Repeat the part of the blog post about a failed 2015 reading challenge that opens with "I failed my" and closes with "about my 2015.", and substitute "reasons" for "excuses".

====== EXCERPTED TEXT ======

I failed my 2015 Reading Challenge.
I was 20 books short to be exact.
I mean seriously, I still haven’t even read Go Set A Watchman (which would have been my Book Published This (now last) Year).
But like any good failure, I have a multitude of excuses. Let me tell you about my 2015.
(NOTE: I’m going to talk about myself for a while. You’re more than welcome to read it, but if you want to skip ahead to the bookish part of this post, I totally understand. I’ll mark where you can come back in).
I started the year unemployed. And I was really not in a good place. My life was like one long, drawn out panic attack. I couldn’t sleep. I couldn’t eat (I mean, I could, because I kept getting fatter, but I didn’t enjoy it). And I really couldn’t focus on any kind of printed material that wasn’t a job application. This was around the time I was reading the Divergent series, and I often times found myself wishing I lived in a dystopian society (I mean, wouldn’t life be easier if it sucked for everybody?) Anyway, despite the fact that I was a 31-year-old with a college degree, I struggled through a series of YA fiction. And I’m not sure I’ll ever be able to read those books again…I’m afraid they’ll evoke that same panic-y feeling, and that is NOT something I want to revisit. (Fortunately I can still enjoy the movies, because Theo James).
So, after many, many job interviews, I finally got a job in March. Unfortunately, it was not a job I was proud of. I don’t mean to sound snobby, but as a 31 (almost 32)-year-old with a college degree, my ego was pretty bruised when the only place that was willing to employ me was a deli (and not a like fun hipster, independently owned deli. A corporate deli that made me take out my nose ring. A deli that is so lucky that I signed an NDA barring me from talking about them by name online. Not only did I have to really swallow my pride, but then they treated me like crap: nobody wanted to train me, there was no study material to help me learn the menu, the GM screamed at me on my second day in front of everyone, including customers. Life hint: if you’re sitting in a job interview silently praying that they don’t offer you the job, you probably shouldn’t take it).
Then, a miracle.

====== RECORD LIST ======

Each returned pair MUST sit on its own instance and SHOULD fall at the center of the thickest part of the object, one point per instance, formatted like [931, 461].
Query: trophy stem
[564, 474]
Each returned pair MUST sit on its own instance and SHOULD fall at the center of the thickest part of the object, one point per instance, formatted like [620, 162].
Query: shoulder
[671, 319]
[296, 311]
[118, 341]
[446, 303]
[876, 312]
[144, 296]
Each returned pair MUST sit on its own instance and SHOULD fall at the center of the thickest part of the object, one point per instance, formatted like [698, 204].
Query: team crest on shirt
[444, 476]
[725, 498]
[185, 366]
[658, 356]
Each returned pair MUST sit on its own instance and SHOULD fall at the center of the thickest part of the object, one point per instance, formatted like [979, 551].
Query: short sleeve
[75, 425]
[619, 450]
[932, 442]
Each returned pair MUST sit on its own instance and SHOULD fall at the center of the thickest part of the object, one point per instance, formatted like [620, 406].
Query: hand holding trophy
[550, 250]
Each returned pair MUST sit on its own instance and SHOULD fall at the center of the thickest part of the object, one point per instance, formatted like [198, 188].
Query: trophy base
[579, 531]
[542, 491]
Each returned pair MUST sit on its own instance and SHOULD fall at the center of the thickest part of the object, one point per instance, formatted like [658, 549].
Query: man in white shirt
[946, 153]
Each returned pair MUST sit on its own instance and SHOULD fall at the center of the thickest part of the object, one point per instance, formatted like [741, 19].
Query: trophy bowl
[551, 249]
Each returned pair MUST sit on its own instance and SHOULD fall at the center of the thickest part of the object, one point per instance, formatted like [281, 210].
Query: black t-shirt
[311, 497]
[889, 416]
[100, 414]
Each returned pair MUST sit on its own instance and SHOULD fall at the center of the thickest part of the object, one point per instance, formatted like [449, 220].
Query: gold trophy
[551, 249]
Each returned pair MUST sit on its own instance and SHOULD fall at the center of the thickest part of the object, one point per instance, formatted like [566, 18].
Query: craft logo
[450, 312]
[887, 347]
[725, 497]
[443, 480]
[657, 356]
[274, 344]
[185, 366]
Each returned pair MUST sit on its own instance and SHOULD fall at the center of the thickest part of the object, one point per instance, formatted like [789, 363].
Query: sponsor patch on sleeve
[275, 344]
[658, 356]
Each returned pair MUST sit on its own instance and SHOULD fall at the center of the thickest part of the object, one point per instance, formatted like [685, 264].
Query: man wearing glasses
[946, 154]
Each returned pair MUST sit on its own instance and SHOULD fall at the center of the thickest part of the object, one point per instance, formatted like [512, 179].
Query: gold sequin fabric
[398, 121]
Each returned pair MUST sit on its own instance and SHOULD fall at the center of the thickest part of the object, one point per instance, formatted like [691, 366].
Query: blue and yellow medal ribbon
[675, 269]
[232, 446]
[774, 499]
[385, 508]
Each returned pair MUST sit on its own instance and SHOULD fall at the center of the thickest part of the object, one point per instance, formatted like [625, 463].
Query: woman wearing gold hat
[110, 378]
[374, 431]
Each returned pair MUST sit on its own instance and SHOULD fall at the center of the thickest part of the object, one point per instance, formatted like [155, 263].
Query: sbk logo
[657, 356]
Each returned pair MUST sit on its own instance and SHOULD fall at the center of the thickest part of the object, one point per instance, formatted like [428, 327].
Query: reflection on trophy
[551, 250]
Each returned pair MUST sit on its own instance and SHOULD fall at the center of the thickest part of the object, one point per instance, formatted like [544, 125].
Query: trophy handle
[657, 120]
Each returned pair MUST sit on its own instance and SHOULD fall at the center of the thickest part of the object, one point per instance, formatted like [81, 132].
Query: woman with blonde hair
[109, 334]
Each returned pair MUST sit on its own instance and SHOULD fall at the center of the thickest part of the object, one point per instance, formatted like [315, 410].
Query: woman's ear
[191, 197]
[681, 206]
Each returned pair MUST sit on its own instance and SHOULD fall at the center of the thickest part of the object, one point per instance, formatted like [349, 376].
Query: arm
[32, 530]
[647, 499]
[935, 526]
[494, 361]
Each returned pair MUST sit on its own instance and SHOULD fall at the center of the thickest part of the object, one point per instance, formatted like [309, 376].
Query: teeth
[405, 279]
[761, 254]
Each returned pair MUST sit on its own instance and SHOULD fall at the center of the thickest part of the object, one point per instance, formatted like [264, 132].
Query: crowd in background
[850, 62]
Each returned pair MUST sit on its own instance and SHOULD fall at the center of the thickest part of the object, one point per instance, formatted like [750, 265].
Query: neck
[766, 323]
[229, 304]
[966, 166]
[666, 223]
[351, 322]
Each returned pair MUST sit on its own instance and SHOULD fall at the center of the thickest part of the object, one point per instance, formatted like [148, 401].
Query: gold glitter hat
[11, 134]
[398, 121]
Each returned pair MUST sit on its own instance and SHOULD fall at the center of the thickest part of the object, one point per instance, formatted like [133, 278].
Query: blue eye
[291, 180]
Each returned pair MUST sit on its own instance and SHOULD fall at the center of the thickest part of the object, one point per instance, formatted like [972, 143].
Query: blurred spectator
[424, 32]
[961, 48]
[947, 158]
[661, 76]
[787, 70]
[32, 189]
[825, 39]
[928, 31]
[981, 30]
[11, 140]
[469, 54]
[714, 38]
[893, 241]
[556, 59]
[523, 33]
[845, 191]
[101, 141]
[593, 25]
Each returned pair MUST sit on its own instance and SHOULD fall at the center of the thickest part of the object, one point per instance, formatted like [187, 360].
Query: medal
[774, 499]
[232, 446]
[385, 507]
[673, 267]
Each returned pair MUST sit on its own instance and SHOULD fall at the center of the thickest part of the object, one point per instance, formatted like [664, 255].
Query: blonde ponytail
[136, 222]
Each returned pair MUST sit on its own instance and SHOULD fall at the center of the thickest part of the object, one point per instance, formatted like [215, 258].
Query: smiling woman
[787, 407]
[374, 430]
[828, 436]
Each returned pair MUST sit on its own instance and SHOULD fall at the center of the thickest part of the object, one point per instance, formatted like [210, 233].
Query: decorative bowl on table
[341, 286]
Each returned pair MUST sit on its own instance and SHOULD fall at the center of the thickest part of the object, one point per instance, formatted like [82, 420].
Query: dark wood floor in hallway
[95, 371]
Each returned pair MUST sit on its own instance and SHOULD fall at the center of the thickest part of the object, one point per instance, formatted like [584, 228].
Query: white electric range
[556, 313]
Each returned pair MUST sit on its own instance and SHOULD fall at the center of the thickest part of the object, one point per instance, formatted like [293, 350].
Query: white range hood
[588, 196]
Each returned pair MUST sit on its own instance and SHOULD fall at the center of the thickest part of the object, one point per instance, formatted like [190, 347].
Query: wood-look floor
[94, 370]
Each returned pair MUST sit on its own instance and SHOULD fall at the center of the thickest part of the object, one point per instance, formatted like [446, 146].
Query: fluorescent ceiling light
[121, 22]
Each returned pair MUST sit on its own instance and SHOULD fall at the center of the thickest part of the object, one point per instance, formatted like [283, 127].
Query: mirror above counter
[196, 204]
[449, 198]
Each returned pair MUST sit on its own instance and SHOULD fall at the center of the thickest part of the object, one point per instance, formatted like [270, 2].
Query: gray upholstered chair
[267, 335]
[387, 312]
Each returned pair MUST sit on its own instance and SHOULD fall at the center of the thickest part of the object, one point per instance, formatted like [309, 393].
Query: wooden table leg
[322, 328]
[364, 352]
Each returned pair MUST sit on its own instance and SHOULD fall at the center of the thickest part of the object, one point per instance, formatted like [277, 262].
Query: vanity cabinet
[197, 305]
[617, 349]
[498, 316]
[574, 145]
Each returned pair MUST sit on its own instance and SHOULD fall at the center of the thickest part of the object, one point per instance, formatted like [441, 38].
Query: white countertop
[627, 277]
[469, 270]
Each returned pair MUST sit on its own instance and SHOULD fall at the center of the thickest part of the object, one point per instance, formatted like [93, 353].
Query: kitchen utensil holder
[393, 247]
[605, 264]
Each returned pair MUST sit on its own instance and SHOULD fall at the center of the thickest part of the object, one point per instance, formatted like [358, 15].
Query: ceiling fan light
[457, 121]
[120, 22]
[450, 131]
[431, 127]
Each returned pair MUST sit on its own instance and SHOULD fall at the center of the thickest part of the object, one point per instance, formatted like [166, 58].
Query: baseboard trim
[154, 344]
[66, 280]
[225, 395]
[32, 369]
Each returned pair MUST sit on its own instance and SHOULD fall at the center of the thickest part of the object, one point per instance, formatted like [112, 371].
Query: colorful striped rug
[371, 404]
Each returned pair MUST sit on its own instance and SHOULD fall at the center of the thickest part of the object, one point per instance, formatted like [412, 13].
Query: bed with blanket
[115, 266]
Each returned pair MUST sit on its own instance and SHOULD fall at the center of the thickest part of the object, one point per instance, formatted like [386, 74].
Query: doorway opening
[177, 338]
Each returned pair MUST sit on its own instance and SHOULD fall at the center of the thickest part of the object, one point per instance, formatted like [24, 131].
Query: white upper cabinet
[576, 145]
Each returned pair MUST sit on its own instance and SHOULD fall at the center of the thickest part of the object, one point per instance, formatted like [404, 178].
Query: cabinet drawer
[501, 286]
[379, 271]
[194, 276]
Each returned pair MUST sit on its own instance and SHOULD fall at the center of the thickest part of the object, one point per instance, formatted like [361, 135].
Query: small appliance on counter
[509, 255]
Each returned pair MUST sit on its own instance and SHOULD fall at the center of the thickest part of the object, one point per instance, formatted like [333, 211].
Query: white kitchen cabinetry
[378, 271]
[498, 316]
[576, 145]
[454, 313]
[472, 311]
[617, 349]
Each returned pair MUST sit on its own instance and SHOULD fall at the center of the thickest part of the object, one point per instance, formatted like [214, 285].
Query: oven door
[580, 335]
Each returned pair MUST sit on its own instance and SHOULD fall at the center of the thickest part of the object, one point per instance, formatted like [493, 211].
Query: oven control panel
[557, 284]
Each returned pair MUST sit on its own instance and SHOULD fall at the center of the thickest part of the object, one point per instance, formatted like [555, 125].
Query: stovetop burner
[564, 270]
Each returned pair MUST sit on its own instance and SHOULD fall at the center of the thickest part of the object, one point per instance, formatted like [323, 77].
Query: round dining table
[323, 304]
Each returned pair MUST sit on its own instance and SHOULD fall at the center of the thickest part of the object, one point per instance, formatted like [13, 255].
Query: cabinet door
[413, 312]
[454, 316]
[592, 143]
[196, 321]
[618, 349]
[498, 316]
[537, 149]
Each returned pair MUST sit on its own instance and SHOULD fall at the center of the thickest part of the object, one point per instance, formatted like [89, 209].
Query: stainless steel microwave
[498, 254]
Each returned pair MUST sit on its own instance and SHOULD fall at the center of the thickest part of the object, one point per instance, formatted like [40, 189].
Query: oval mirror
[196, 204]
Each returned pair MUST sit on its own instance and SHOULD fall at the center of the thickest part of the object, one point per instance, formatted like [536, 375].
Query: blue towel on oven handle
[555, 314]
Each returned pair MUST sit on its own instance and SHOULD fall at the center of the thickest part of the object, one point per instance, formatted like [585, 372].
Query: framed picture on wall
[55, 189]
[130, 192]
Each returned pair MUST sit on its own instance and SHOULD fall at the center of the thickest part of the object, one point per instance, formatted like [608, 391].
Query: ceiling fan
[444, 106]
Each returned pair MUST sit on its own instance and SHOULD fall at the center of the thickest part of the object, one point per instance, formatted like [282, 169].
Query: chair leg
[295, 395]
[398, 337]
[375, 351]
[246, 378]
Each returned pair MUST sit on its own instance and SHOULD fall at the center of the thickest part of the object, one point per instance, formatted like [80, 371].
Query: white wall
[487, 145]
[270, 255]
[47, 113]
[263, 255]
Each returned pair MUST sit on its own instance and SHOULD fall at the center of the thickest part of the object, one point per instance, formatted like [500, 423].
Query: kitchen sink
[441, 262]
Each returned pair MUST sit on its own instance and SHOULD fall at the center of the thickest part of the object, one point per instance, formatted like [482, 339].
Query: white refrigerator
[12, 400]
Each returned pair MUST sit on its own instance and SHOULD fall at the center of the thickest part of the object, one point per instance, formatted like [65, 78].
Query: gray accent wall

======

*SOLUTION FOR THIS TASK*.
I failed my 2015 Reading Challenge.
I was 20 books short to be exact.
I mean seriously, I still haven’t even read Go Set A Watchman (which would have been my Book Published This (now last) Year).
But like any good failure, I have a multitude of reasons. Let me tell you about my 2015.